In the records below, locate the line containing "where the flush"; output that line and every following line through the last, exactly.
■ ■ ■ ■
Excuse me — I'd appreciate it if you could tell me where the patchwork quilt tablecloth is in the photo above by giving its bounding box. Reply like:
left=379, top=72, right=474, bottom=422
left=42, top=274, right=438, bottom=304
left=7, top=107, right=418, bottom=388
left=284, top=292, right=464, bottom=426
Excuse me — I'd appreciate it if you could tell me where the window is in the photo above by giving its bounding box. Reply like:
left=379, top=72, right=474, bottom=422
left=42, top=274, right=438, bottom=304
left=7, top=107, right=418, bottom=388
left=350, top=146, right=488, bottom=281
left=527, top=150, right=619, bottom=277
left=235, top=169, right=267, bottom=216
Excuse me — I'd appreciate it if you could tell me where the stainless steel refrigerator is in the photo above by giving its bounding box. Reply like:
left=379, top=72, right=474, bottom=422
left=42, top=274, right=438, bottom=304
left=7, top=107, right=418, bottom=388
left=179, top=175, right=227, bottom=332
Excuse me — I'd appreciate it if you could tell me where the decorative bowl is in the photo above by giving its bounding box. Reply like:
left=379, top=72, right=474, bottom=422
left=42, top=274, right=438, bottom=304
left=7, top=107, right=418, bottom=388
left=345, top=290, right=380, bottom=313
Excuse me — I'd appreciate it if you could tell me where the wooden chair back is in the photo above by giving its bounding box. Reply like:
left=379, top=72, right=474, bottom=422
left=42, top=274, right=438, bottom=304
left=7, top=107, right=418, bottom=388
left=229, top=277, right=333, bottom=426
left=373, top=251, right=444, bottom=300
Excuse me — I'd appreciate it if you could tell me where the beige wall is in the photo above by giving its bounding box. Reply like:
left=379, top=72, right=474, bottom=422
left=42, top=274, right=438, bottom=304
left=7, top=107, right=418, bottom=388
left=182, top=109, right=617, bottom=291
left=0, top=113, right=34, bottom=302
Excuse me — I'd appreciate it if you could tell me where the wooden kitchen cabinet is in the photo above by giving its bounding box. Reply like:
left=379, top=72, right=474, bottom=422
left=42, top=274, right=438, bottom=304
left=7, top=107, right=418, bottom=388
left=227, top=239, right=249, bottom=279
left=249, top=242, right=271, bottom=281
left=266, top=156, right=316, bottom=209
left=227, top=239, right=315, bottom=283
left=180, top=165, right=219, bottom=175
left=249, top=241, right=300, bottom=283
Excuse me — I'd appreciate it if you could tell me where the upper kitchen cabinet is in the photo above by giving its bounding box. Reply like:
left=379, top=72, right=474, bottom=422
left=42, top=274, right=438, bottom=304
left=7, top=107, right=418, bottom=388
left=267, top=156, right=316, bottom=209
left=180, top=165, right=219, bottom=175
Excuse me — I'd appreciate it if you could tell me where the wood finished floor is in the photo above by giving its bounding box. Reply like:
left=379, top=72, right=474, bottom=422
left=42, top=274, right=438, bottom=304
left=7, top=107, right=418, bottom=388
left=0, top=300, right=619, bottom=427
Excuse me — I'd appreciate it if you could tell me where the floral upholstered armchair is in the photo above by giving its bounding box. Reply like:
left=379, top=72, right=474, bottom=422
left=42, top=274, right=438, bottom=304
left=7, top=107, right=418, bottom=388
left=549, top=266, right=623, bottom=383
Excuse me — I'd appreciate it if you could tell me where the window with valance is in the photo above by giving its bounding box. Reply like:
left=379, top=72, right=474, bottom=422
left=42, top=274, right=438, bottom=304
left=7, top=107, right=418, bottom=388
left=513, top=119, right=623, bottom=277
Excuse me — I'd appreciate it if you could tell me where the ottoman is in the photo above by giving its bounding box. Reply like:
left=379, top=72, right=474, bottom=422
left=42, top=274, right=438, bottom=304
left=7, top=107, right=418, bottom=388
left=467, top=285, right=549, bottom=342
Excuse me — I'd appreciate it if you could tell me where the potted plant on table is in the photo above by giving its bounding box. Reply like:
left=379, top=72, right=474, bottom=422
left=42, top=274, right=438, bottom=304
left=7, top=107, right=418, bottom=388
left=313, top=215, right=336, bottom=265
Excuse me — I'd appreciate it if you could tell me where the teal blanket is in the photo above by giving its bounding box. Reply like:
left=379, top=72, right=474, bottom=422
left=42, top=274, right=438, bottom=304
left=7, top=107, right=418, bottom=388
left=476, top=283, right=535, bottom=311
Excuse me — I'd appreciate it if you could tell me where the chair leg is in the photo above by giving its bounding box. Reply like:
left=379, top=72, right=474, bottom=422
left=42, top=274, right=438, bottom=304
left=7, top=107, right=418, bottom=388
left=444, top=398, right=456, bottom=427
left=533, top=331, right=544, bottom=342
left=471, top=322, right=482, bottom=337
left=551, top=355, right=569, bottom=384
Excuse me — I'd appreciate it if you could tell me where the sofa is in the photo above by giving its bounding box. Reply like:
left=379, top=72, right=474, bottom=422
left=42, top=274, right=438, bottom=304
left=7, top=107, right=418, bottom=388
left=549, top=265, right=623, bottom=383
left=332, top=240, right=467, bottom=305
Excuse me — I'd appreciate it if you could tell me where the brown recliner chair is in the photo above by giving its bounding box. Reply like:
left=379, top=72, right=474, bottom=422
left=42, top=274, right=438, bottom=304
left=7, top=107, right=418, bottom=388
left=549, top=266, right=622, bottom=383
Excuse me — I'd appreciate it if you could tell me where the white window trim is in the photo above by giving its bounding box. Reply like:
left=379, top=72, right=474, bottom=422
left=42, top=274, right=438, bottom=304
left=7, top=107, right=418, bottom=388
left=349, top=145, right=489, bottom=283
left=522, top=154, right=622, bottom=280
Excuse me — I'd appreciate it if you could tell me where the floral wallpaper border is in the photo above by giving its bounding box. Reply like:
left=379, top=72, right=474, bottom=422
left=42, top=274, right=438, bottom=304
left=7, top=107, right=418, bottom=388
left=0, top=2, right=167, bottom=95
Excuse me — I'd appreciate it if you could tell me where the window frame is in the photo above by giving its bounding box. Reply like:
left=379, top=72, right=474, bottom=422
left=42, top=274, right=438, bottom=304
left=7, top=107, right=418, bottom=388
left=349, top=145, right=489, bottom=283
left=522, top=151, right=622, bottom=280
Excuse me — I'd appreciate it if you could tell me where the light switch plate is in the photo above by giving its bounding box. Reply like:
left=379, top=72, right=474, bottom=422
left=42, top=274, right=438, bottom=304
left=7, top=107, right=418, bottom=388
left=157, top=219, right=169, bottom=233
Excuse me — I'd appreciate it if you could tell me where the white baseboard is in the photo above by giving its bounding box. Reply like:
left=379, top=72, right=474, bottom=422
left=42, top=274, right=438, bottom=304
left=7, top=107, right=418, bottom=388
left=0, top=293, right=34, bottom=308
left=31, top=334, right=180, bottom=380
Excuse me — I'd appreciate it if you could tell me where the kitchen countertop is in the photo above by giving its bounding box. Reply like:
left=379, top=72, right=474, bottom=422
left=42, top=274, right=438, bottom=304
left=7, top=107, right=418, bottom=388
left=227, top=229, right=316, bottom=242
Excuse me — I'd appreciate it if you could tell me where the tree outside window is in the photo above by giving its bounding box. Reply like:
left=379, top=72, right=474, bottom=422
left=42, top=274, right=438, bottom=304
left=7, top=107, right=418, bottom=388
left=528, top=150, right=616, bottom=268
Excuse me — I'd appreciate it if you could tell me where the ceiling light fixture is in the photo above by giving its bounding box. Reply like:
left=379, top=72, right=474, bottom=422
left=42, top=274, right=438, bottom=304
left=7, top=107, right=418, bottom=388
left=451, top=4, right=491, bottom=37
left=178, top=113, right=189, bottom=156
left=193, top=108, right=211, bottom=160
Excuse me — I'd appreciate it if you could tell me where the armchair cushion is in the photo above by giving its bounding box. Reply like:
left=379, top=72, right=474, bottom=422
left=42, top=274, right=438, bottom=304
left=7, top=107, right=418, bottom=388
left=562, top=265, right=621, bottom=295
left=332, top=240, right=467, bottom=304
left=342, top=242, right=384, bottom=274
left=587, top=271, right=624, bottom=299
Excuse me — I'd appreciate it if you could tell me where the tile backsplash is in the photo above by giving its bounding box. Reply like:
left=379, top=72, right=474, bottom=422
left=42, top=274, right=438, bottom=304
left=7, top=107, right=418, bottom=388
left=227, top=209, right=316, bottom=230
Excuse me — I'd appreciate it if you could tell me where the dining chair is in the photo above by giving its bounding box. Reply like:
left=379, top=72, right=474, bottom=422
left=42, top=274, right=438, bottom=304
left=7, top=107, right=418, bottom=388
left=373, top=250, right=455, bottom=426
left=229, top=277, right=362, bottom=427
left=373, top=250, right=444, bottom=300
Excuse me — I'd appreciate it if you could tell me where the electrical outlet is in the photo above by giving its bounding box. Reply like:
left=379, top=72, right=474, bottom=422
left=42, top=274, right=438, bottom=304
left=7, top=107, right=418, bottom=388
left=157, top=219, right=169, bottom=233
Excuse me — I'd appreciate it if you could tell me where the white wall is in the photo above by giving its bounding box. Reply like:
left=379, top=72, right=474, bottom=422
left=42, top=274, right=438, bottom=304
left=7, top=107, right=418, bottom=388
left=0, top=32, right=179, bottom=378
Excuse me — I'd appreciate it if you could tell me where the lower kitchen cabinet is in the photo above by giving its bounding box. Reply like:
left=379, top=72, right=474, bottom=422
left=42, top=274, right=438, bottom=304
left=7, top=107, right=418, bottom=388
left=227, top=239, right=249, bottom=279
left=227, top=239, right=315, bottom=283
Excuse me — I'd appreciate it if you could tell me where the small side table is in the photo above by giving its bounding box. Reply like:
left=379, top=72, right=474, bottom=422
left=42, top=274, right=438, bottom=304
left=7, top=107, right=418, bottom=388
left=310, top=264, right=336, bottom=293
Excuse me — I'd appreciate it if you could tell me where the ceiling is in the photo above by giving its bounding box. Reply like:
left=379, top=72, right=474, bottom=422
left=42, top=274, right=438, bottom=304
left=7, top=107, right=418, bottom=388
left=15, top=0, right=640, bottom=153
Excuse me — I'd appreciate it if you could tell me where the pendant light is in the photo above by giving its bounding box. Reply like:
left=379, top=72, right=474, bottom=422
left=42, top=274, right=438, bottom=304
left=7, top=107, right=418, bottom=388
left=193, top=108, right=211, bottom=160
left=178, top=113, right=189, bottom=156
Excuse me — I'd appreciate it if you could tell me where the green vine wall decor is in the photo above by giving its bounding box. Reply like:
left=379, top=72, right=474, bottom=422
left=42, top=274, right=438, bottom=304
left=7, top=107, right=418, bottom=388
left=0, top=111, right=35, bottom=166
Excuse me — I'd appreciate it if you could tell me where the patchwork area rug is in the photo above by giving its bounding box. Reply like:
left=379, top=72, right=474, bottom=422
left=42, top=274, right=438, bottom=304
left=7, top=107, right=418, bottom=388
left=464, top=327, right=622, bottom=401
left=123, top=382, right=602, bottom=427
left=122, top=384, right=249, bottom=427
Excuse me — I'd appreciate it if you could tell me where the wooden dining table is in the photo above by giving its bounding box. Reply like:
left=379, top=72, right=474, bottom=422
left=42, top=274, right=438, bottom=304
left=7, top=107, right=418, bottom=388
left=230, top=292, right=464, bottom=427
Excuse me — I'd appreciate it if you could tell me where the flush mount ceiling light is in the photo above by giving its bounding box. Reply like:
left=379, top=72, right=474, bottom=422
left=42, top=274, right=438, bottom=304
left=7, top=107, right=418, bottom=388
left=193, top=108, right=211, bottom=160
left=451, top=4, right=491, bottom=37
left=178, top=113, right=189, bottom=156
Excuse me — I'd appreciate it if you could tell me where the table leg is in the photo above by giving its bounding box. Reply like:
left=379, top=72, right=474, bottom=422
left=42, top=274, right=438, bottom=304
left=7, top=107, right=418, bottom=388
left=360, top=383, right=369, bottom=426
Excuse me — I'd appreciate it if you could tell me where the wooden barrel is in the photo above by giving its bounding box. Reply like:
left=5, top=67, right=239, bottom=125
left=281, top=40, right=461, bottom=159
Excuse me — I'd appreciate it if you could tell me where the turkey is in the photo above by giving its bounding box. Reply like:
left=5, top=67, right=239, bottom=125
■ ■ ■ ■
→ THE COMPLETED TASK
Excuse me — I'd appreciate it if you could tell me where the flush mount ceiling light is in the photo above by giving its bounding box. Reply like:
left=379, top=72, right=474, bottom=422
left=42, top=274, right=438, bottom=304
left=7, top=107, right=418, bottom=388
left=193, top=108, right=211, bottom=160
left=451, top=4, right=491, bottom=37
left=178, top=113, right=189, bottom=156
Excuse me — I'd appreciate it if you could tell me where the table leg is in the photo above by giving its bounding box. Reply like:
left=379, top=72, right=474, bottom=422
left=42, top=274, right=438, bottom=304
left=7, top=107, right=418, bottom=388
left=360, top=383, right=369, bottom=426
Excuse me — I'd appreciate it if you could tell me where the wooden barrel is in the photo above by giving its bounding box. Reply like:
left=5, top=67, right=239, bottom=125
left=281, top=40, right=461, bottom=159
Excuse me — I'd appreciate it if you could tell me where the turkey is in the photo above by giving its bounding box. Reply like:
left=5, top=67, right=239, bottom=125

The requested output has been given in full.